TEXT UNDER STUDY:
------

Member of the House of Representatives
- In office 27 October 2017 – 28 July 2021
- Preceded by: Multi-member district
- Succeeded by: Maya Yamazaki
- Constituency: Hokkaido PR
- In office 30 August 2009 – 16 November 2012
- Preceded by: Toshio Kojima
- Succeeded by: Atsushi Nonaka
- Constituency: Saitama 12th
- In office 21 April 2004 – 8 August 2005
- Preceded by: Atsushi Kinoshita
- Succeeded by: Multi-member district
- Constituency: Northern Kanto PR

Personal details
- Born: 2 December 1964 (age 61) Sapporo, Hokkaido, Japan
- Party: CDP (since 2017)
- Other political affiliations: NPS (1994–2003) DPJ (2003–2016) DP (2016–2017)
- Spouse: Chinami Nishimura
- Children: 1
- Alma mater: Hokkaido University
- Website: hiranao.com

= Hiranao Honda =

Japanese politician

Hiranao Honda (本多 平直, Honda Hiranao) is a former Japanese politician of the Constitutional Democratic Party, who served as a member of the House of Representatives in the Diet (national legislature). A native of Sapporo, Honda represents Hokkaido through the Hokkaido PR block.

==Political career==
Honda first ran for office in the 2003 election as the DPJ candidate for the Saitama 12th district, losing against the incumbent Toshio Masuda. He obtained a seat in the House in 2004 after a fellow DPJ member from the same proportional representation block resigned his PR block seat to run in the Saitama 8th district by-election. Honda remained a member until 2005, when he was defeated by Toshio Kojima in the Saitama-12th race. He would have a rematch with Kojima in the 2009 general election, when the DPJ won power from the LDP. He won by a 40,000-vote majority. During the DPJ's time in power, Honda served as a Special Adviser to Prime Minister and the Parliamentary Secretary to the Minister of Economy, Trade and Industry under Prime Minister Yoshihiko Noda.

The LDP landslide in the 2012 election swept Honda from his seat. He recontested the district in the 2014 election, again defeated by Atsushi Nonaka. After being replaced by Toshikazu Morita as the DP candidate for Saitama-12th for the 2017 election, Honda moved to the Hokkaido 4th district which encompasses parts of his hometown Sapporo. He contested the district for the first time in 2017 as a candidate for the post-split CDP. While losing against the incumbent Hiroyuki Nakamura, Honda obtained enough votes to be elected through the CDP's PR block list.

------

TASK GOAL: Copy the passage of the Hiranao Honda text from "Personal details" up to and including "Hokkaido PR block.", word for word.

Stored data:

------

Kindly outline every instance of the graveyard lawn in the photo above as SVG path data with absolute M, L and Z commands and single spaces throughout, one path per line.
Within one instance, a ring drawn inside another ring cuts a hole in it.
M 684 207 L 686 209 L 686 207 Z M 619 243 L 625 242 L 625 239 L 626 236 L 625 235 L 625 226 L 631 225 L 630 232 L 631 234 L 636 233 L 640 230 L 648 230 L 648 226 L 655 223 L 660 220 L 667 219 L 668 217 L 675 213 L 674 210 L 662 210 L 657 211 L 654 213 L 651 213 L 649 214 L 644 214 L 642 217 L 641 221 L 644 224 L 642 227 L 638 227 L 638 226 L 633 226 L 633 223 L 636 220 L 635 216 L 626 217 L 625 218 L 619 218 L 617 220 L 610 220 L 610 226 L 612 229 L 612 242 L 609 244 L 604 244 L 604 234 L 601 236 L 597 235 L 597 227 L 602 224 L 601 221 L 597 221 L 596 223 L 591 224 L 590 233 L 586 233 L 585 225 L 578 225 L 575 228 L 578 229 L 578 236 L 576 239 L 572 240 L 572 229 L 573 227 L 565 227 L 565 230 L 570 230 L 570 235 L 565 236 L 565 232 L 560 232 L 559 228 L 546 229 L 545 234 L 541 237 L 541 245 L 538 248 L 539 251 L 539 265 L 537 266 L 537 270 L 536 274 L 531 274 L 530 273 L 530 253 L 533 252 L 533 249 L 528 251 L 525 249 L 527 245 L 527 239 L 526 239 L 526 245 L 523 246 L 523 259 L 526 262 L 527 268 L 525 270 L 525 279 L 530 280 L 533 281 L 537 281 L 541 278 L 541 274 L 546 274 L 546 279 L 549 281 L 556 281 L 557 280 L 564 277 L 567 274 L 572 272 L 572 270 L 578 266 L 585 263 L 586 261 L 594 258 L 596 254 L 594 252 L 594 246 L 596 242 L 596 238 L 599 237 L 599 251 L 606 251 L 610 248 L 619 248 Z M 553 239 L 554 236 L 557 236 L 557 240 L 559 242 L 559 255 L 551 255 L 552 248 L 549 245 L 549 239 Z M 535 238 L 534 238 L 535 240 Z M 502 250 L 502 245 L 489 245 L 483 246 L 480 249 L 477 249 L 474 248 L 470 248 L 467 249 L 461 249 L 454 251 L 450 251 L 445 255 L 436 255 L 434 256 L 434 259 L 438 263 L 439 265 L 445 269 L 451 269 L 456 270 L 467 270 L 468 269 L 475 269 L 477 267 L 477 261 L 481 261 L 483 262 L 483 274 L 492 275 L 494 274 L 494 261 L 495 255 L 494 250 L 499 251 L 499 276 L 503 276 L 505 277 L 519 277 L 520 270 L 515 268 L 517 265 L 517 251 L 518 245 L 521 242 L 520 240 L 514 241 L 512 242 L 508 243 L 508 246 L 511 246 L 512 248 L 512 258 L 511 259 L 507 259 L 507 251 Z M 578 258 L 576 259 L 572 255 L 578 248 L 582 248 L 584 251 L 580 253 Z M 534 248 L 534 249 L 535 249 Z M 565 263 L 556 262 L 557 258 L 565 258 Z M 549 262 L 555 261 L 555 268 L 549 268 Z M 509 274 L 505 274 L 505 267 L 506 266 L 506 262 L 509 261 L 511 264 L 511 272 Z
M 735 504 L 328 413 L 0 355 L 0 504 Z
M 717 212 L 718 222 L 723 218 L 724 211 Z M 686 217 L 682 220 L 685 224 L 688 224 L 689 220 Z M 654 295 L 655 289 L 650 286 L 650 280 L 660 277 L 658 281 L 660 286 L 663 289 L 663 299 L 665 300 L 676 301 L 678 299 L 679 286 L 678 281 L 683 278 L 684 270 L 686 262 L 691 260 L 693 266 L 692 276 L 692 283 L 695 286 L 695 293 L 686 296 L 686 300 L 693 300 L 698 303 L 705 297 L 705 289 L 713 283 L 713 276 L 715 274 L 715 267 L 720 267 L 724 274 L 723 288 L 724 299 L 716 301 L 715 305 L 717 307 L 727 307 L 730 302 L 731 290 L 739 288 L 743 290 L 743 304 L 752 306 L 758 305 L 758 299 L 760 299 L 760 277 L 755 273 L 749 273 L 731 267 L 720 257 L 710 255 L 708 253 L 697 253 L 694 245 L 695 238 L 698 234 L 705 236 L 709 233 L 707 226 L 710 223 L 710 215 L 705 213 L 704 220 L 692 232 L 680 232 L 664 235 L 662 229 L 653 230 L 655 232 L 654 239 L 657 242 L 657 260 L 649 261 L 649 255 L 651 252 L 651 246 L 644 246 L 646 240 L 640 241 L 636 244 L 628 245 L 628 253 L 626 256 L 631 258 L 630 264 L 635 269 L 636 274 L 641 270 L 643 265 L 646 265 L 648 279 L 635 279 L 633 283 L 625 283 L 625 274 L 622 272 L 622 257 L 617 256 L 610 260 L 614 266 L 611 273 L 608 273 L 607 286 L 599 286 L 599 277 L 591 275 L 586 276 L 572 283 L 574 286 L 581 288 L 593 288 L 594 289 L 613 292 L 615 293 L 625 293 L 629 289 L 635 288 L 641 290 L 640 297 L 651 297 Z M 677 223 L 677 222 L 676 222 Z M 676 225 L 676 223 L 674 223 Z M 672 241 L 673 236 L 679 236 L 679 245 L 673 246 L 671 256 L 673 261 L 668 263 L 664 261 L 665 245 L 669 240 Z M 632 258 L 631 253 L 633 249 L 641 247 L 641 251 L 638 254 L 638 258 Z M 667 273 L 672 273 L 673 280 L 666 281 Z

------

RESPONSE TO THIS TASK:
Personal details
- Born: 2 December 1964 (age 61) Sapporo, Hokkaido, Japan
- Party: CDP (since 2017)
- Other political affiliations: NPS (1994–2003) DPJ (2003–2016) DP (2016–2017)
- Spouse: Chinami Nishimura
- Children: 1
- Alma mater: Hokkaido University
- Website: hiranao.com

= Hiranao Honda =

Japanese politician

Hiranao Honda (本多 平直, Honda Hiranao) is a former Japanese politician of the Constitutional Democratic Party, who served as a member of the House of Representatives in the Diet (national legislature). A native of Sapporo, Honda represents Hokkaido through the Hokkaido PR block.